- TASK BRIEF -
Output all records exactly, with no images.

- DATASET CONTENT -
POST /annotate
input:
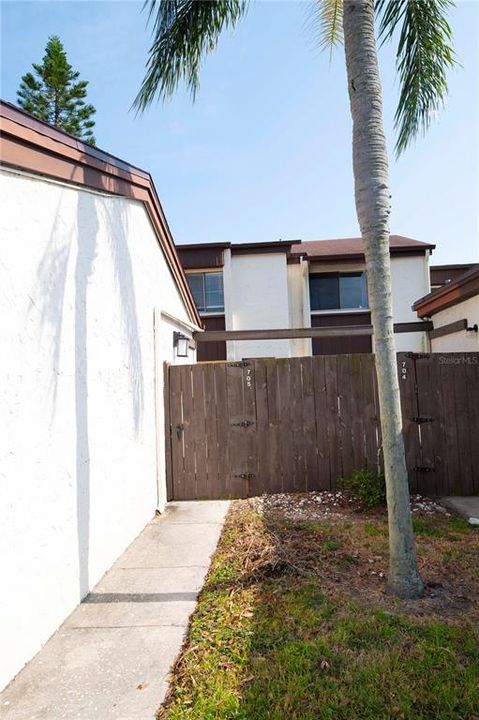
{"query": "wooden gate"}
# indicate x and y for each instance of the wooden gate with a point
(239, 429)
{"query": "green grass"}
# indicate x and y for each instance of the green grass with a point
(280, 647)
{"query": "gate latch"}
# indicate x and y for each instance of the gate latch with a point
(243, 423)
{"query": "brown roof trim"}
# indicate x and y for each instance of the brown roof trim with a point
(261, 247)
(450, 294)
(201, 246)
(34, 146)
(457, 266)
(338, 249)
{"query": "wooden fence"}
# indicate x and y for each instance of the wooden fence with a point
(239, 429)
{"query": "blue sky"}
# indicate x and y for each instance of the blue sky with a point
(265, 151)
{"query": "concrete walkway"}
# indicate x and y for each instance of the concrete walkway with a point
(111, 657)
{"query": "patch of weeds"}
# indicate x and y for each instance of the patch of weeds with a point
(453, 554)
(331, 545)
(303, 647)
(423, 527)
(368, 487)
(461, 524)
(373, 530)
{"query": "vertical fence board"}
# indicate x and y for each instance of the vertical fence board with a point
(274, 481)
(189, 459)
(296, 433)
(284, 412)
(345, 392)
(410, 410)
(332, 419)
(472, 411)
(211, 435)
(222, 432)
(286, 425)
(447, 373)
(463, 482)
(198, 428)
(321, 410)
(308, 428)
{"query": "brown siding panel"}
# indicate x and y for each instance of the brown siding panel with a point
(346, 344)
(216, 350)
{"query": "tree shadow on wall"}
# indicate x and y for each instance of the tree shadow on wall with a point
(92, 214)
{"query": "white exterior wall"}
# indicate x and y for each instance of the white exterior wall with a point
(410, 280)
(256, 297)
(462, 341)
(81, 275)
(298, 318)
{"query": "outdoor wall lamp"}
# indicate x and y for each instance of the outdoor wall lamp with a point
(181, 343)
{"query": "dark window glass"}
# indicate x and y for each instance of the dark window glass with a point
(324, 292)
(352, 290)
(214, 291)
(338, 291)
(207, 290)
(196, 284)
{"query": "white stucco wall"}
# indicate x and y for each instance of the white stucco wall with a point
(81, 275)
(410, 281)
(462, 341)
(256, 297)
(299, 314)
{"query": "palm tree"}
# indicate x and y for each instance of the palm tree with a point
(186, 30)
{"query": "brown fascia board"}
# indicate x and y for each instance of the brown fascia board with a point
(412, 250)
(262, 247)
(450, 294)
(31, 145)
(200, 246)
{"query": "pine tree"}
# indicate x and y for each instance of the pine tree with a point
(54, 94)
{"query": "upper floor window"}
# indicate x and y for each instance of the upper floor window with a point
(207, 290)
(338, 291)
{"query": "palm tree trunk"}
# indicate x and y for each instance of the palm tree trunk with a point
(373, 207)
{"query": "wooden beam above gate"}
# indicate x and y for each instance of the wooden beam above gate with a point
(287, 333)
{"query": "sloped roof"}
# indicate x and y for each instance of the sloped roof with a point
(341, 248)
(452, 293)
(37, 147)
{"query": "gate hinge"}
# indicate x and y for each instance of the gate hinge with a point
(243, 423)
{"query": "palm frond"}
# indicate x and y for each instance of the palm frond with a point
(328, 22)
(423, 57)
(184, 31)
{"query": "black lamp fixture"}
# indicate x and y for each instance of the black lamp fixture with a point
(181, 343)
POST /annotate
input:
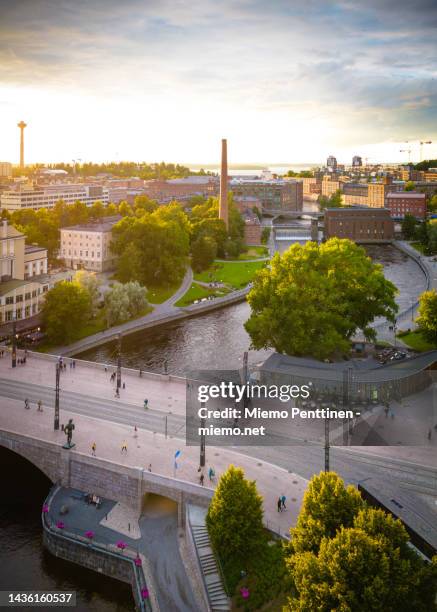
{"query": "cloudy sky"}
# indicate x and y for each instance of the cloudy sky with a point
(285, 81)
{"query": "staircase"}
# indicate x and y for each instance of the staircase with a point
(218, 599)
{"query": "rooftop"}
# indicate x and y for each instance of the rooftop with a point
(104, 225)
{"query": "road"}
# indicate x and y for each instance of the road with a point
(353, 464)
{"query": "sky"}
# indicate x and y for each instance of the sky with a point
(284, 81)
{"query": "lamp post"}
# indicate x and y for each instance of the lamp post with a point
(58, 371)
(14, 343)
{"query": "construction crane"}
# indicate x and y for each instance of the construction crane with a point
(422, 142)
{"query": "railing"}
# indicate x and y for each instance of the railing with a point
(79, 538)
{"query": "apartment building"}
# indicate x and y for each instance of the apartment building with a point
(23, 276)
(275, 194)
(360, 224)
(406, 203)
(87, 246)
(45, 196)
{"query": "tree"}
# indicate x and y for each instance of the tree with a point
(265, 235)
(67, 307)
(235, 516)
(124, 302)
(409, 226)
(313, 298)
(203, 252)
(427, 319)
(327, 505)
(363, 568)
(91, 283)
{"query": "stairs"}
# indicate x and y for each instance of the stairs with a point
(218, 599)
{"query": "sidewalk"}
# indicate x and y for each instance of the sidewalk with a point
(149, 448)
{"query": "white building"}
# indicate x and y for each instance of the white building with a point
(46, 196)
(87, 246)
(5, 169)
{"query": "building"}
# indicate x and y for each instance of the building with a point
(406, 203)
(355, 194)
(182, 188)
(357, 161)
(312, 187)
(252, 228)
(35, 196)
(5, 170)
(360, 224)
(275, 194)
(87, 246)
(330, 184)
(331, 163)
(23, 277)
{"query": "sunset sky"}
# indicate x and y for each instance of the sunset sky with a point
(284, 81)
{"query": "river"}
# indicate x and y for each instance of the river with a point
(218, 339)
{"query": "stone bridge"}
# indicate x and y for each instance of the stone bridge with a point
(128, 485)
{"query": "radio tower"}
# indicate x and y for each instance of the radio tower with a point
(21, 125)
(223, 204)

- SOLUTION TO THIS PROBLEM -
POST /annotate
input:
{"query": "wooden gate"}
# indicate x and y for each instance of the wooden gate with a point
(239, 429)
{"query": "green grass"}
# indicate x and y for each instance of the green grass with a point
(280, 647)
{"query": "gate latch"}
# indicate x and y for each instance of the gate latch with a point
(243, 423)
{"query": "brown roof trim"}
# indicate x and y for each instance of the brown roof trim with a point
(261, 247)
(450, 294)
(201, 246)
(34, 146)
(457, 266)
(338, 249)
{"query": "wooden fence"}
# indicate x and y for each instance of the wooden fence with a point
(239, 429)
{"query": "blue sky"}
# indicate x and y for each instance of the blue sky with a point
(265, 151)
{"query": "concrete walkway"}
# indicate x and y for each instance of the concrete walkway with a point
(111, 657)
{"query": "patch of weeds"}
# indicate x and y for each instance of the patch of weeds with a point
(453, 554)
(331, 545)
(303, 647)
(423, 527)
(368, 487)
(461, 524)
(373, 530)
{"query": "vertical fence board"}
# indicate x and y for each instance of the vertical fence board with a point
(274, 481)
(189, 459)
(296, 433)
(284, 412)
(345, 392)
(410, 410)
(332, 419)
(472, 411)
(211, 435)
(222, 432)
(286, 425)
(447, 373)
(463, 482)
(198, 428)
(321, 410)
(308, 428)
{"query": "brown siding panel"}
# indicate x and y for each instance of the brown siding panel with a point
(346, 344)
(216, 350)
{"query": "tree shadow on wall"}
# indicate x and y for each instance of the tree shadow on wall with a point
(92, 214)
{"query": "white exterior wall"}
# indicate x and y for each instance of the white exterior wall with a point
(410, 280)
(256, 297)
(462, 341)
(81, 275)
(298, 318)
{"query": "outdoor wall lamp"}
# indicate x and y for each instance of the outdoor wall lamp with a point
(181, 343)
{"query": "dark window glass"}
# indicate x and y for each instance of the dark window glass with a point
(324, 292)
(352, 290)
(214, 291)
(338, 291)
(207, 290)
(196, 284)
{"query": "white stucco wall"}
# indicate x and y for each instance of the white stucco wall with a point
(81, 275)
(410, 281)
(462, 341)
(256, 297)
(299, 314)
{"query": "palm tree"}
# indicate x and y for each instance of the palm tree with a point
(186, 30)
{"query": "brown fascia board"}
# indicate x and y for each instance of the brown fascia board with a point
(412, 250)
(262, 247)
(450, 294)
(31, 145)
(200, 246)
{"query": "pine tree"}
# indicate x and y for each instance of the pine tree with a point
(54, 94)
{"query": "upper floor window"}
# indicate x and y for each instance of the upper floor window with a point
(207, 290)
(338, 291)
{"query": "palm tree trunk"}
# indicate x and y for each instance of the palm tree trunk with a point
(373, 207)
{"query": "wooden beam above gate"}
# indicate x and y for each instance of the wooden beam above gate with a point
(287, 333)
{"query": "sloped roof"}
# indicate x and y for each instance of the sloped roof with a point
(341, 248)
(452, 293)
(37, 147)
{"query": "gate hinge"}
# indicate x and y for each instance of the gate hinge with a point
(243, 423)
{"query": "palm frond"}
# indicate x and y for each instance of the palm frond with a point
(328, 22)
(423, 57)
(184, 31)
{"query": "black lamp fixture"}
# indicate x and y for each instance of the black lamp fixture with a point
(181, 343)
POST /annotate
input:
{"query": "cloudy sky"}
# indicate x and y for each instance of the cloudy sky with a point
(285, 81)
{"query": "staircase"}
# indicate x and y for each instance of the staircase with a point
(218, 599)
{"query": "rooftop"}
# indicate x and y for each instance of the rooftop with a point
(104, 225)
{"query": "road"}
# indicate x and y for each instance of the road with a point
(353, 464)
{"query": "sky"}
# indicate x and y for each instance of the sky with a point
(284, 81)
{"query": "lamp post"}
# indicate x and y for each instance of the lamp post with a point
(58, 371)
(14, 343)
{"query": "construction crane"}
# indicate x and y for each instance of the construction crane with a point
(422, 142)
{"query": "railing"}
# indicate x and y for each instance of the railing with a point
(79, 538)
{"query": "apartment building"}
# indicate x and y for each instance of the apartment building with a point
(23, 276)
(275, 194)
(360, 224)
(406, 203)
(87, 246)
(45, 196)
{"query": "tree"}
# indicate x and y for each instance of the tree with a point
(265, 235)
(67, 307)
(235, 516)
(124, 302)
(409, 226)
(313, 298)
(203, 252)
(427, 319)
(327, 505)
(363, 568)
(91, 283)
{"query": "stairs"}
# indicate x and y for each instance of the stairs with a point
(218, 599)
{"query": "sidewalk"}
# indicate x and y for each instance of the sidewalk with a point
(149, 448)
{"query": "white building"}
# indicate x and y for each instance of the white building with a point
(46, 196)
(87, 246)
(5, 169)
{"query": "building"}
# indicate x and y for each instance of the building with a point
(406, 203)
(355, 194)
(182, 188)
(357, 161)
(312, 187)
(252, 228)
(35, 196)
(5, 170)
(360, 224)
(275, 194)
(87, 246)
(330, 184)
(331, 163)
(23, 277)
{"query": "sunset sky"}
# indicate x and y for each instance of the sunset sky with a point
(284, 81)
{"query": "river"}
# indicate x and y for each instance of the river with a point
(218, 339)
{"query": "stone bridge"}
# indicate x and y for each instance of the stone bridge with a point
(128, 485)
{"query": "radio tower"}
# indicate x and y for each instance of the radio tower with a point
(21, 125)
(223, 204)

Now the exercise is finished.